**** THE RECORDS ****
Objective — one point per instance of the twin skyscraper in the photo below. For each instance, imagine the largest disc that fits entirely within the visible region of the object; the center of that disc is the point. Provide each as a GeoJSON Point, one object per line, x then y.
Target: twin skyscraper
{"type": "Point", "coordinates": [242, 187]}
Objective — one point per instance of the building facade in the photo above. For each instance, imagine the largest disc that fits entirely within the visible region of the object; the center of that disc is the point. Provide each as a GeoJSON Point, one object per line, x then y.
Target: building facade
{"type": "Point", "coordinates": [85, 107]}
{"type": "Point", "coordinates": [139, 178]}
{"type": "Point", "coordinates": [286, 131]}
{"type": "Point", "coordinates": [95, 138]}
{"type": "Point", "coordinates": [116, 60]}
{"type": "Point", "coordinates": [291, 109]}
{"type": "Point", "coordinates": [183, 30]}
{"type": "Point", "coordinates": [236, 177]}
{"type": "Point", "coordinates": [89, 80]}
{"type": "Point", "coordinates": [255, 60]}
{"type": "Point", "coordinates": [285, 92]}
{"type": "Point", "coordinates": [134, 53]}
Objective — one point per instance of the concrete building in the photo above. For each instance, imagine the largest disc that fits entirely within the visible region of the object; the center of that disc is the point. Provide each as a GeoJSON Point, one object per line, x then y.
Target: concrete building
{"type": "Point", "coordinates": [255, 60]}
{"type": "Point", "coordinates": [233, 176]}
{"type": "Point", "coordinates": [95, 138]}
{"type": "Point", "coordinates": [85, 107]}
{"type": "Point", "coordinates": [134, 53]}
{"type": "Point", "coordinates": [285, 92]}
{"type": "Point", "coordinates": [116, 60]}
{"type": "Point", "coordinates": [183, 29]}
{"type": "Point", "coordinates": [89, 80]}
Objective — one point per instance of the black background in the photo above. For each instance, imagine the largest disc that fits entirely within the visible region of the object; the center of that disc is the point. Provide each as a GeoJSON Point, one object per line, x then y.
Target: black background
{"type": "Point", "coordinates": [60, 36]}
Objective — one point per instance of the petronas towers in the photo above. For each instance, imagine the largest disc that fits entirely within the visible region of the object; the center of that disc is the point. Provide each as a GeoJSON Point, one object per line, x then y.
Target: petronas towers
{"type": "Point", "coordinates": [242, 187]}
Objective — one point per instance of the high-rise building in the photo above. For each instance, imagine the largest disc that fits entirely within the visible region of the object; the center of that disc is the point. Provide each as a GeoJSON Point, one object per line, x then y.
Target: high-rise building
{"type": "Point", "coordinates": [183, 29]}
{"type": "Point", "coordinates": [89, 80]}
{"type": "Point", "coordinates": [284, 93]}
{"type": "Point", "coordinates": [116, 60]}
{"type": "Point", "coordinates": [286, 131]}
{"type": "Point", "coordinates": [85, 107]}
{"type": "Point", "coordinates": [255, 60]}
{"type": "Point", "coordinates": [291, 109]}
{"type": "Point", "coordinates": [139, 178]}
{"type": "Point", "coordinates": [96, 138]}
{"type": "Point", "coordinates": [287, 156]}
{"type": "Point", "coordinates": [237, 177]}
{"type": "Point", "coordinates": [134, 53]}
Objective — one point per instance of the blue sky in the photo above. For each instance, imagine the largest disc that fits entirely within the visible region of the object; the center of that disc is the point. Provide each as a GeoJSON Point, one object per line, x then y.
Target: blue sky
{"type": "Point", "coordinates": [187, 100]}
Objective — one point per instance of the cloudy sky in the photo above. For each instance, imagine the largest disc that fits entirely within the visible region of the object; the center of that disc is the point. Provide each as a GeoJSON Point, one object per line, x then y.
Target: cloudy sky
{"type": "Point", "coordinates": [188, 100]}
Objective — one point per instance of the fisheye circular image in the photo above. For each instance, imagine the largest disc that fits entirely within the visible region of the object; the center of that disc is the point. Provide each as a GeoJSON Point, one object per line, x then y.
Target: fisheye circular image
****
**** THE RECORDS ****
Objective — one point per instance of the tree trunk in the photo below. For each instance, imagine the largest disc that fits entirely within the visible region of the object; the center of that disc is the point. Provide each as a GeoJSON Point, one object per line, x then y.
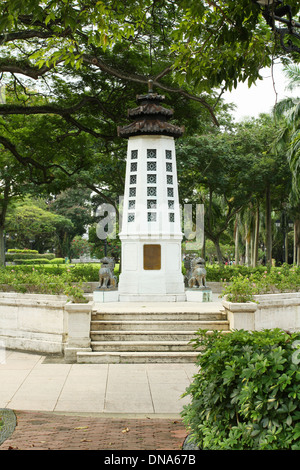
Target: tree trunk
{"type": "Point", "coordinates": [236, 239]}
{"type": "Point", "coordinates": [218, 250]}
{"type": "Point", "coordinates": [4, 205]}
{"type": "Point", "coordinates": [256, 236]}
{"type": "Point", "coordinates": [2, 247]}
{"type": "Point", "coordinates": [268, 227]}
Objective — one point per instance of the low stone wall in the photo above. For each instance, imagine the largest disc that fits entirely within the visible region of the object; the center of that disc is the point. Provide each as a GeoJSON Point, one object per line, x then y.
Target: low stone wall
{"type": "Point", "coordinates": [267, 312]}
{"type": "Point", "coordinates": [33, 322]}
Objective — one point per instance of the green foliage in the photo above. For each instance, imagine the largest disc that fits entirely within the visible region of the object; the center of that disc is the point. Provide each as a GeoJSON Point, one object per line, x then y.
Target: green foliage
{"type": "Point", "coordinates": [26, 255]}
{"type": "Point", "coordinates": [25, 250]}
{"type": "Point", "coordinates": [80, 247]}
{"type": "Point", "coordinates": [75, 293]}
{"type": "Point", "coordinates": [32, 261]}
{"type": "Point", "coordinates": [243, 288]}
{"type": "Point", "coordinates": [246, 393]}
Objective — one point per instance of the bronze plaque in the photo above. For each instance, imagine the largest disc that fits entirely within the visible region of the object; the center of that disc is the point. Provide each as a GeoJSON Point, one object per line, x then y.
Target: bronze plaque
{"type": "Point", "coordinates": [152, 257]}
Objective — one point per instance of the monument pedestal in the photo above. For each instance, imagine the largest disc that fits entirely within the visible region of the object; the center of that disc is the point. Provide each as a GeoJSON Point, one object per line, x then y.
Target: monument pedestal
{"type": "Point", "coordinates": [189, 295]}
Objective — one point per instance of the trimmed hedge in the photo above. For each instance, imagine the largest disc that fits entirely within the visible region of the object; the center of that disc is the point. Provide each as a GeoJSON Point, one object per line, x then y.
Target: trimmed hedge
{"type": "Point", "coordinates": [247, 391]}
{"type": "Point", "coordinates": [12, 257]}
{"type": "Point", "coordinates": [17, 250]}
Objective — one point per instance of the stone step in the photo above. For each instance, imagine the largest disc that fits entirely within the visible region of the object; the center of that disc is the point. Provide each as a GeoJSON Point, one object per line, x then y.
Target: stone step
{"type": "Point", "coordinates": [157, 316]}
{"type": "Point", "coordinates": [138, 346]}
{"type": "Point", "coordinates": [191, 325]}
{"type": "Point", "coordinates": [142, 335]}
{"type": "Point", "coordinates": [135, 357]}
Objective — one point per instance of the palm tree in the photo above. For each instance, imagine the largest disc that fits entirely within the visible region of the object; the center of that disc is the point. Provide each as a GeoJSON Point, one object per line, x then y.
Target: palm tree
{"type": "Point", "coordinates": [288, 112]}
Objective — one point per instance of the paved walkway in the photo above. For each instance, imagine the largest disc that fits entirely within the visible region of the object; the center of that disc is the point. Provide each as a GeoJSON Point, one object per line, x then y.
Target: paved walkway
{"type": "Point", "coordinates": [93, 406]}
****
■ EXERCISE GOAL: Copy out each line of the entries where the word "circular" is found.

■ SOLVED PROBLEM:
Objective — one point per instance of the fisheye circular image in the photo above. For each instance, imagine the largest disc that fits entirely within the visible region of the object; the center of that disc is the point. Provide each as a GeoJSON Point, one object per line, x then y.
Target: fisheye circular image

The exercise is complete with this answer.